__QUÉ HACER__
Copia tal cual, del texto sobre Teresa Carreño que aparece más abajo, todo lo que va desde "Torpeza de cegatones" hasta "están a punto.".

__TEXTO ORIGINAL__
%%

Torpeza de cegatones que actúan a gachas y de espaldas a la sensatez, los trajes se amarillaron y deshilacharon hasta que por fin, la presión de los que aman lo que hacen, no a quien deshace, fue atendida. Que si no hay presupuesto, que si ya va, que si las prioridades, ay, por fin los trajes fueron rescatados y trasladados hace tres años al Centro de Restauración Patrimonial. Apenas se han recuperado dos vestidos, dos blusas, dos zapatillas. A Maduro el saldo le parece suficiente. El sucesor reinaugurará la Sala de Exposiciones de Teresa Carreño con las prendas que están a punto.

El piano, un Weber marrón, de patas torneadas, atril barroco y sin la banqueta original, en cambio permanece solo, sin ton ni son. Fue colocado donde no se toca ni se ve, ni mucho menos es valorado. Ese piano tiene una historia desconcertante, que empieza cuando Teresa Carreño se va del país, luego de un triste y desangelado regreso a la patria, impensado en su trayectoria llena de vítores y victorias. Cuando le toca irse, en aciagas circunstancias, no puede llevárselo. Fue el ya de capa caída presidente Guzmán Blanco quien le propuso que organizara una temporada de ópera. Ella, la dama de la amenísima conversación que imanta a los caballeros y que además es autosuficiente —trabaja ¡y cobra por ello!, las mujeres pianistas se remitían a tocar en la sala de casa propia o en las de los alumnos— acepta encantada: en realidad acaricia la idea de regresar definitivamente a su país, así que llega a la pacata Caracas de entonces del brazo de su segundo marido. Pero el proyecto no funciona. La artista, que le ha compuesto un himno al “Ilustre Americano”, el que ha introducido el divorcio en las vidas sentimentales vernáculas, es rozada por esa “sombra”.

%%

Entradas de un conjunto de datos:
%%

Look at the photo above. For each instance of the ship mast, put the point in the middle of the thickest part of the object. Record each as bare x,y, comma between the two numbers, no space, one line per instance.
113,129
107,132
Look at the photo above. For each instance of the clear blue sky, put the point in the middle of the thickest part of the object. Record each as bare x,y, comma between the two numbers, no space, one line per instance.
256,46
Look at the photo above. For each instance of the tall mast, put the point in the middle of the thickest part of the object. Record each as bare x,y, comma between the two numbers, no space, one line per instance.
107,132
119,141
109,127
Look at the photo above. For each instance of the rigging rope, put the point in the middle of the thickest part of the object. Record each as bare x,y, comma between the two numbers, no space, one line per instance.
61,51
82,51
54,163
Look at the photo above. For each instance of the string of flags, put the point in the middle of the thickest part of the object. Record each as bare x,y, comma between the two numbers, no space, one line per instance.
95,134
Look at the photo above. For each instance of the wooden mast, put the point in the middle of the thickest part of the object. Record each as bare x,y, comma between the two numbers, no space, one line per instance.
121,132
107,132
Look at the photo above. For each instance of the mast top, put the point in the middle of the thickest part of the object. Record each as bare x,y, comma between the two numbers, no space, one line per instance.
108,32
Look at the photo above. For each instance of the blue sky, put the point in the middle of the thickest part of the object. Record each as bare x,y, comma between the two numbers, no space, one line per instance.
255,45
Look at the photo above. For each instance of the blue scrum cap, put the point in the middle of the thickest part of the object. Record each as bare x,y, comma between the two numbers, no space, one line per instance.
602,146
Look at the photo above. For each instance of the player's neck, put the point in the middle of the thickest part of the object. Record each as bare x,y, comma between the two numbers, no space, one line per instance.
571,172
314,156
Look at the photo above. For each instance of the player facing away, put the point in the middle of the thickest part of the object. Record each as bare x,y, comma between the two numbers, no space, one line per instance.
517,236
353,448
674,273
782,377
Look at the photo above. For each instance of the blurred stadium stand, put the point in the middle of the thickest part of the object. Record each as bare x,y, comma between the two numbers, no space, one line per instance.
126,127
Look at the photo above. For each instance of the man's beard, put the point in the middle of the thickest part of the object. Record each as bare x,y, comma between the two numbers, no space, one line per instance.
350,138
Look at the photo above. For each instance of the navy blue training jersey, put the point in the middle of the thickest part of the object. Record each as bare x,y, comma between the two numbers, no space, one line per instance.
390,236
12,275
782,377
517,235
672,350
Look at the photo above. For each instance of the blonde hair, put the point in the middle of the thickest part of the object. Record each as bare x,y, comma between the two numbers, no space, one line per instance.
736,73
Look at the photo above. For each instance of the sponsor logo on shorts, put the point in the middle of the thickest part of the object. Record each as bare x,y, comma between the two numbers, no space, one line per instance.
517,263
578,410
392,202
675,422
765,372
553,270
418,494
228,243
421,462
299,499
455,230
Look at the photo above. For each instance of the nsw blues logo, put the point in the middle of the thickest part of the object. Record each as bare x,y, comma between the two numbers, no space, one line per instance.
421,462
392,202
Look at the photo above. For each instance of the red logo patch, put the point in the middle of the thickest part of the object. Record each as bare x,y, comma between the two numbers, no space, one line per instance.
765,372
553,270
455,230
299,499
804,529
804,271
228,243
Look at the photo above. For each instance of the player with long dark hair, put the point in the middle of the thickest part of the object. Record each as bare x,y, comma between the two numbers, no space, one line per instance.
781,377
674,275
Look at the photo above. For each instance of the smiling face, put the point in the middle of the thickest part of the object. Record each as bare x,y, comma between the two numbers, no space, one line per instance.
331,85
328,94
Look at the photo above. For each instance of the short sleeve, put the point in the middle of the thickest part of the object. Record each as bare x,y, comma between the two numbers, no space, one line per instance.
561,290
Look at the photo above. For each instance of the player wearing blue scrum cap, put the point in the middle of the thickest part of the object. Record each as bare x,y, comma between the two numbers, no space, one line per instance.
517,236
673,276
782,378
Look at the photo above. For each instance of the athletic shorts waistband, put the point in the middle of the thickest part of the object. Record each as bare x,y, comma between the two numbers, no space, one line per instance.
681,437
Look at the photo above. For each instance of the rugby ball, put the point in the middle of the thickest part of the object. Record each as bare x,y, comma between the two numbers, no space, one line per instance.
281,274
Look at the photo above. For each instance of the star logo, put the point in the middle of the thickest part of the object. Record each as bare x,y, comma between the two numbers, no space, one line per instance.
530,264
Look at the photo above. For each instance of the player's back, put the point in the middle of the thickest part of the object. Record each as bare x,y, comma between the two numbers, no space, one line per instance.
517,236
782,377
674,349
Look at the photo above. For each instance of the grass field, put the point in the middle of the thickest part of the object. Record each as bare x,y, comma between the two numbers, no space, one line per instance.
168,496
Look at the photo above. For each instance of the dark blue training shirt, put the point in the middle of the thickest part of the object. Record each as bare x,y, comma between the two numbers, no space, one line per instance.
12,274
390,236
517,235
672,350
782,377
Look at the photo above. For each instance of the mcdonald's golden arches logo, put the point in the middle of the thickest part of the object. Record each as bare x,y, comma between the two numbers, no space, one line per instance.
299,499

%%

__RESPUESTA CORRECTA__
Torpeza de cegatones que actúan a gachas y de espaldas a la sensatez, los trajes se amarillaron y deshilacharon hasta que por fin, la presión de los que aman lo que hacen, no a quien deshace, fue atendida. Que si no hay presupuesto, que si ya va, que si las prioridades, ay, por fin los trajes fueron rescatados y trasladados hace tres años al Centro de Restauración Patrimonial. Apenas se han recuperado dos vestidos, dos blusas, dos zapatillas. A Maduro el saldo le parece suficiente. El sucesor reinaugurará la Sala de Exposiciones de Teresa Carreño con las prendas que están a punto.